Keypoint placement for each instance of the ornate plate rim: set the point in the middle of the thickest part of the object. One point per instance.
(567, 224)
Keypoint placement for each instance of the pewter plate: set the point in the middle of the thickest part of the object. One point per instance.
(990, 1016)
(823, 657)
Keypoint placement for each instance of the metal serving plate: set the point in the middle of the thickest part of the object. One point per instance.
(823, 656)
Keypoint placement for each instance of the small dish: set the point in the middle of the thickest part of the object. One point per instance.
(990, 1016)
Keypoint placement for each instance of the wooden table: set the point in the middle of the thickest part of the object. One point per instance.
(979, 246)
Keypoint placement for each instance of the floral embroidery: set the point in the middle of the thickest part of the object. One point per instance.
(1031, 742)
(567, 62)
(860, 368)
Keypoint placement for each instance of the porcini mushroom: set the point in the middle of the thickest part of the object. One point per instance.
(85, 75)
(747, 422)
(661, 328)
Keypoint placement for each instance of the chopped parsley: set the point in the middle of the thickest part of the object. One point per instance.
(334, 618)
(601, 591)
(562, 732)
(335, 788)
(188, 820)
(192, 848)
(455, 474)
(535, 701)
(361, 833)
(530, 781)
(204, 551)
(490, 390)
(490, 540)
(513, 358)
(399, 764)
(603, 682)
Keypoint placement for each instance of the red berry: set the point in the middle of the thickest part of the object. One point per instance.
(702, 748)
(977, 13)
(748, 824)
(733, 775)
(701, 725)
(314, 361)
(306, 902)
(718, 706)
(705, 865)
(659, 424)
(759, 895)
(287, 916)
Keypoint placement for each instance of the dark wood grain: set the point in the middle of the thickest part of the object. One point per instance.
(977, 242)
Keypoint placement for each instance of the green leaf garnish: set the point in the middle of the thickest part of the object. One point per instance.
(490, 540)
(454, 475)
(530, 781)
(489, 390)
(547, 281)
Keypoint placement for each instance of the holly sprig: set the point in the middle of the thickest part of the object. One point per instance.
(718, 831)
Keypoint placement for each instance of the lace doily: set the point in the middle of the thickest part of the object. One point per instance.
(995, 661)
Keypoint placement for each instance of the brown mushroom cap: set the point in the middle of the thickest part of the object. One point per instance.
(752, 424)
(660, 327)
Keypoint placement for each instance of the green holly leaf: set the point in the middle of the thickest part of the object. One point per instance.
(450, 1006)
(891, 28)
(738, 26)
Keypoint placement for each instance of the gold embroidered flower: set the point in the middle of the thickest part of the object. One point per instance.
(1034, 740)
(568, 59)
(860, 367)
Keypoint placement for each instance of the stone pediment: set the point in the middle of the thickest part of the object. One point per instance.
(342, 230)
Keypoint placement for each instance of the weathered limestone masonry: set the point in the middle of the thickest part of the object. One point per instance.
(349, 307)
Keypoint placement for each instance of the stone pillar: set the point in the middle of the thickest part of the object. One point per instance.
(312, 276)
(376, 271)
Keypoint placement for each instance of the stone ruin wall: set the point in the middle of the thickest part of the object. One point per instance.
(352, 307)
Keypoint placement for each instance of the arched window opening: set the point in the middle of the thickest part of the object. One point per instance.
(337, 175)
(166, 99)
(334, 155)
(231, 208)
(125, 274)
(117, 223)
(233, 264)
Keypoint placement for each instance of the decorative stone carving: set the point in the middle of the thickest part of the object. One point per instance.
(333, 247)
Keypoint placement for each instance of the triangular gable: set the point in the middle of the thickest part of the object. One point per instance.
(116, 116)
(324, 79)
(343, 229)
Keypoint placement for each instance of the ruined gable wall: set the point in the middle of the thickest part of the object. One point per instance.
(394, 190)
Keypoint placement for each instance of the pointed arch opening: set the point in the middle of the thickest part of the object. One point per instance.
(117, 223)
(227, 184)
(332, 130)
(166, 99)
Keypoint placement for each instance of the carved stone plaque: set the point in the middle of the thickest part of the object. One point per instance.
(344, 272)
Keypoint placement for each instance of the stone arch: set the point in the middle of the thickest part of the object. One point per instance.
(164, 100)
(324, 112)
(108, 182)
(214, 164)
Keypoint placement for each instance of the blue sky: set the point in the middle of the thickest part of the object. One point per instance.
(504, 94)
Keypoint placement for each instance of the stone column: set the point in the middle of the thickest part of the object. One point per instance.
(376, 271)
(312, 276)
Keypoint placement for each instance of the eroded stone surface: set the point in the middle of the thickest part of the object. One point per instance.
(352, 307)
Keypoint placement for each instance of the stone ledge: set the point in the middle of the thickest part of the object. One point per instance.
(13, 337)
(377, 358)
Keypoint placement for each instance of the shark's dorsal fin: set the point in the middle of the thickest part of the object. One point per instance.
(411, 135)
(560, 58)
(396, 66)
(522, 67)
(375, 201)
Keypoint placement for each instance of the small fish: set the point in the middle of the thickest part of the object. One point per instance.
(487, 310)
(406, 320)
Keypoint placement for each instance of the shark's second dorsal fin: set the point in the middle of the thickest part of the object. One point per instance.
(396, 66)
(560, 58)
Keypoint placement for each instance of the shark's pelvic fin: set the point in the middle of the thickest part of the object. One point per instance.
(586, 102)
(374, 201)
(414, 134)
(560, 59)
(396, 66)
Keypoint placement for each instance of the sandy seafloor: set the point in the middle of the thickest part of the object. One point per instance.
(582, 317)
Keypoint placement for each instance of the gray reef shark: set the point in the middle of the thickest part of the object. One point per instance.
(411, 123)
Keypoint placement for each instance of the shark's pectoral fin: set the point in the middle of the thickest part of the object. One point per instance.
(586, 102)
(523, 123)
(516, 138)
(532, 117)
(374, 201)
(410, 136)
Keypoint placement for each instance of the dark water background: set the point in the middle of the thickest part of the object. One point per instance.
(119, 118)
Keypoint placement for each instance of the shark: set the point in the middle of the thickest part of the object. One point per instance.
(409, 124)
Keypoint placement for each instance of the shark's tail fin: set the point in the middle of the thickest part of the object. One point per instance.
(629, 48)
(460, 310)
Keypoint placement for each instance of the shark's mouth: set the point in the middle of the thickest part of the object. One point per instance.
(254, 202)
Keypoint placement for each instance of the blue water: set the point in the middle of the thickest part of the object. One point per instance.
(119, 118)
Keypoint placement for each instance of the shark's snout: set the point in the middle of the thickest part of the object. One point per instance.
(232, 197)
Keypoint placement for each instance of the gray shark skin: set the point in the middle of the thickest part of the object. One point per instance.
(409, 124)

What you are asked to do —
Reproduce the records word for word.

Answer in full —
Keypoint placement for each instance of the ornate plate rim: set the point in the middle of the thickest part of the object. One point per instance.
(567, 224)
Keypoint placement for each instance of the pewter plate: set the point in the middle of the thickest part of the object. One point per instance.
(990, 1016)
(823, 657)
Keypoint placement for each instance of the metal serving plate: set the point in the middle of the thickest part of the object. One point per instance.
(823, 656)
Keypoint placement for each instance of the small dish: set the point in the middle of the thickest part of the object. One point per instance.
(990, 1016)
Keypoint placement for each instance of the wooden table: set the point in the middle of the thickest part of the object. One point per instance.
(979, 246)
Keypoint placement for each instance of the floral embroidery: set the point in the middle of the thickest part of the object. One point per instance.
(1031, 742)
(567, 62)
(860, 368)
Keypoint placement for each instance of the porcini mushroom: set the point in the middle of the thickest part of the object. One point per instance.
(85, 75)
(747, 422)
(661, 328)
Keypoint placement for each instance of the chopped parsley: set the point in the middle of the thickest part of the object. One point per instance.
(334, 618)
(601, 591)
(562, 732)
(335, 788)
(188, 820)
(192, 848)
(455, 474)
(535, 701)
(361, 833)
(530, 781)
(204, 551)
(490, 390)
(490, 540)
(513, 358)
(399, 764)
(603, 682)
Keypoint placement for each instance of the red berry: set the point in the middle of the thickest part of the object. One point per instance.
(702, 748)
(977, 13)
(748, 824)
(733, 775)
(701, 725)
(314, 361)
(306, 902)
(718, 706)
(705, 865)
(659, 424)
(759, 895)
(287, 916)
Keypoint placement for each instance of the dark wood grain: set the point in the middle of the thickest part of the object. One point per instance.
(977, 242)
Keypoint placement for each instance of the green leaf garnish: set the point in the middle of the thickest part of the object. One point per instance.
(490, 540)
(454, 475)
(530, 781)
(489, 390)
(547, 281)
Keypoint placement for each instance of the holly sprig: set the point in the middle of the thickest part of the object. One point per instance.
(718, 831)
Keypoint placement for each instance of the lace doily: set the point in the middle of the thickest part of the object. One point per instance.
(995, 661)
Keypoint placement for each instance of the brown mushroom cap: set the point in the middle of the thickest part of the object. One point per instance.
(752, 424)
(660, 327)
Keypoint placement for each instance of the green holly leaf: set the point in the middle of the thickest part of the object. One point per instance.
(450, 1006)
(891, 28)
(738, 26)
Keypoint placement for each instance of the gold embroidered flower: set the point in the middle of the thickest part of the object. One point per instance.
(1034, 740)
(568, 59)
(860, 367)
Keypoint placement for each instance of the stone pediment: set the point in the middle of the thickest part of the object. One point per instance.
(342, 230)
Keypoint placement for each instance of the weathered limestone masonry: set the point in the middle of the thickest part of the object. One point per instance.
(349, 307)
Keypoint placement for each instance of the stone pillar: set the point in the middle of the thickest part of the object. One point per instance.
(312, 276)
(376, 271)
Keypoint placement for each instance of the stone ruin wall: set the point in the middle of the thickest part of the object. One point per instance.
(352, 307)
Keypoint placement for each instance of the arched window opening: set the point in the middle of the thickest part of the object. One point per instance.
(337, 175)
(166, 99)
(334, 155)
(231, 208)
(125, 274)
(117, 223)
(233, 264)
Keypoint placement for each instance of the decorative stone carving: set the point in the middle of the thickest part of the object. One point per instance.
(333, 247)
Keypoint placement for each instance of the triangular gable: set the point in the middle of the thickest part of the object. One point per instance.
(116, 116)
(324, 79)
(343, 229)
Keypoint placement for each instance of the ruined gable wall: set the point in the middle of the thickest part of the object. One point per instance.
(394, 190)
Keypoint placement for each instance of the pointed arch opening: set the point in the middle of the thickest part of the object. One point per instance.
(117, 223)
(227, 184)
(332, 130)
(166, 99)
Keypoint placement for each instance of the carved stone plaque: set the point in the middle of the thickest part of the object. One point per instance.
(344, 272)
Keypoint placement for each instance of the stone arch: set the point in the middle of the thickest part of the object. One point per instance.
(164, 100)
(324, 112)
(108, 182)
(214, 164)
Keypoint placement for each instance of the blue sky: set the point in the middle of the thickest part of the object. One point per instance.
(504, 94)
Keypoint placement for each instance of the stone column: set the point in the middle of the thickest part of the object. One point per instance.
(376, 271)
(312, 276)
Keypoint placement for each instance of the eroded stone surface: set the point in the middle of the thickest part of the object. One point per instance.
(352, 307)
Keypoint placement for each instance of the stone ledge: set the point in the middle of the thickest part of the object. One point per instance.
(13, 337)
(377, 358)
Keypoint placement for each instance of the shark's dorsal fin: set the point in the middle of the thickest part of the object. One point per instance.
(411, 135)
(560, 58)
(396, 66)
(522, 67)
(375, 201)
Keypoint placement for each instance of the small fish: set the point in the middle of the thickest part of the object. One point per instance.
(487, 310)
(406, 320)
Keypoint placement for each instance of the shark's second dorsal fin: set the point in the middle of the thickest part of the object. One point per instance.
(396, 66)
(560, 58)
Keypoint placement for each instance of the shark's pelvic fin: set the point in the middle of the thickest part of the object. One point per instance.
(586, 102)
(374, 201)
(414, 134)
(560, 59)
(396, 66)
Keypoint placement for each instance of the sandy seafloor: set the point in the middle of the thickest part of the object. One point per instance.
(582, 317)
Keypoint placement for each instance of the gray reef shark: set the point in the middle of the thickest part of the object. One point per instance.
(411, 123)
Keypoint placement for each instance of the shark's pectoral fin: set the point in the middle of the thickest part of the object. One point per instance.
(586, 102)
(523, 123)
(516, 138)
(532, 117)
(374, 201)
(410, 136)
Keypoint placement for each instance of the dark water background: set the point in the middle of the thickest part of the object. One point per instance.
(119, 118)
Keypoint placement for each instance of the shark: set the point in the middle of the thickest part of the object. One point per instance.
(409, 124)
Keypoint placement for each instance of the shark's tail fin: set the point in the middle of the thickest part of the object. One point per instance.
(629, 48)
(460, 310)
Keypoint placement for each instance of the shark's mouth: set the point in the middle of the thickest part of the object. One point per instance.
(254, 202)
Keypoint placement for each instance of the blue water: set the point in the middle of the thickest part of the object. One point per instance.
(119, 118)
Keypoint placement for each instance of the shark's snout: set the point in the middle of the thickest part of the object. One point per instance.
(232, 197)
Keypoint placement for each instance of the gray shark skin: set the point in the middle of the thickest part of the object. One point per instance.
(409, 124)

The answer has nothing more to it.